Diga, por favor, se cada afirmação concorda com o excerto sobre o auto de notícia, respondendo sim ou não e citando literalmente as palavras do excerto que o decidem. (a) O valor probatório do auto de notícia estende-se às declarações de terceiros nele registadas. (b) O processo corre termos no Juízo Central Criminal de Lisboa - Juiz 13. (c) O crime imputado ao arguido está previsto no artigo 190º do Código Penal.

EXCERTO DO DOCUMENTO ::
"""
III - Inquestionável, portanto, é que o valor probatório do auto de notícia, como documento autêntico nos termos das disposições conjugadas dos artigos 169º do Código de Processo Penal e 371º, n.º 1, do Código Civil, se circunscreve aos comportamentos presenciados e ao que foi percecionado diretamente pela autoridade policial, não se estendendo a outros contributos, mormente às declarações de terceiros aí eventualmente vertidas, nomeadamente as referentes ao relato dos eventos, por parte do queixoso, do suspeito ou de testemunhas.
De resto, a valoração de declarações e depoimentos (formalmente) produzidos, na qualidade de lesado, de arguido ou de testemunha, antes da audiência de julgamento, e aqui reproduzidos, apenas pode ocorrer nos casos expressamente previstos e desde que verificados os necessários pressupostos, conforme estipulado nos artigos 355º, 356º e 357º do Código de Processo Penal.
Decisão Texto Parcial:
Decisão Texto Integral: Acordam, em conferência, os Juízes da Secção Criminal do Tribunal da Relação de Lisboa:

I. - RELATÓRIO
1. - No âmbito do processo comum, com intervenção do tribunal singular, que corre termos sob n.º 62/17.1PKLSB no Juízo Central Criminal de Lisboa - Juiz 13, do Tribunal Judicial da Comarca de Lisboa, o Ministério Público deduziu acusação contra o arguido CV___ , filho CAV e de VC, natural de S. Sebastião da Pedreira, nascido a 14/07/1985, solteiro e com última residência conhecida na Rua …, Ramada e Caneças, Odivelas, 1685-595 Caneças, pelos factos descritos naquela peça processual, na qual lhe imputa a prática, em autoria material e na forma consumada, de um crime de violação de domicílio ou perturbação da vida privada, previsto e punível pelo artigo 190º, nºs 1 e 3, do Código Penal.
"""
Entradas de rotulagem da posição de objetos:
"""
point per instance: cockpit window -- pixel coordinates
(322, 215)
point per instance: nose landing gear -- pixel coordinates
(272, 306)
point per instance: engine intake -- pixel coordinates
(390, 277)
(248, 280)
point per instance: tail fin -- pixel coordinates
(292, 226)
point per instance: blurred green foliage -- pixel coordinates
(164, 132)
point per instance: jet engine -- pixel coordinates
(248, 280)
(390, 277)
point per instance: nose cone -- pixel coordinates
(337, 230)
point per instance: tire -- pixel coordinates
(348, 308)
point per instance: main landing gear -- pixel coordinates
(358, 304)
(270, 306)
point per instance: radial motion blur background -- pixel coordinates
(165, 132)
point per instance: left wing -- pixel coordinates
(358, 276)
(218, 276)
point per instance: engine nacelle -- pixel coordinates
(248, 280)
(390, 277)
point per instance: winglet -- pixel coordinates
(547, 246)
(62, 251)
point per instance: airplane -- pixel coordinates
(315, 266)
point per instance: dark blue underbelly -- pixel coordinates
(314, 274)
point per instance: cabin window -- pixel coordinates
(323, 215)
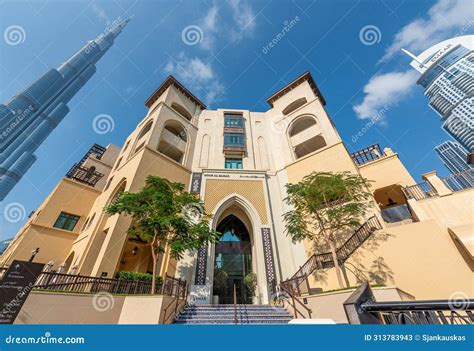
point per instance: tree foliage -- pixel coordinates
(325, 207)
(165, 215)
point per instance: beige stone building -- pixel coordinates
(239, 162)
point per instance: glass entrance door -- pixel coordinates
(233, 261)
"""
RESPOSTA ABAIXO ::
(a) Não: "não se estendendo a outros contributos, mormente às declarações de terceiros aí eventualmente vertidas"
(b) Sim: "no Juízo Central Criminal de Lisboa - Juiz 13"
(c) Sim: "previsto e punível pelo artigo 190º, nºs 1 e 3, do Código Penal"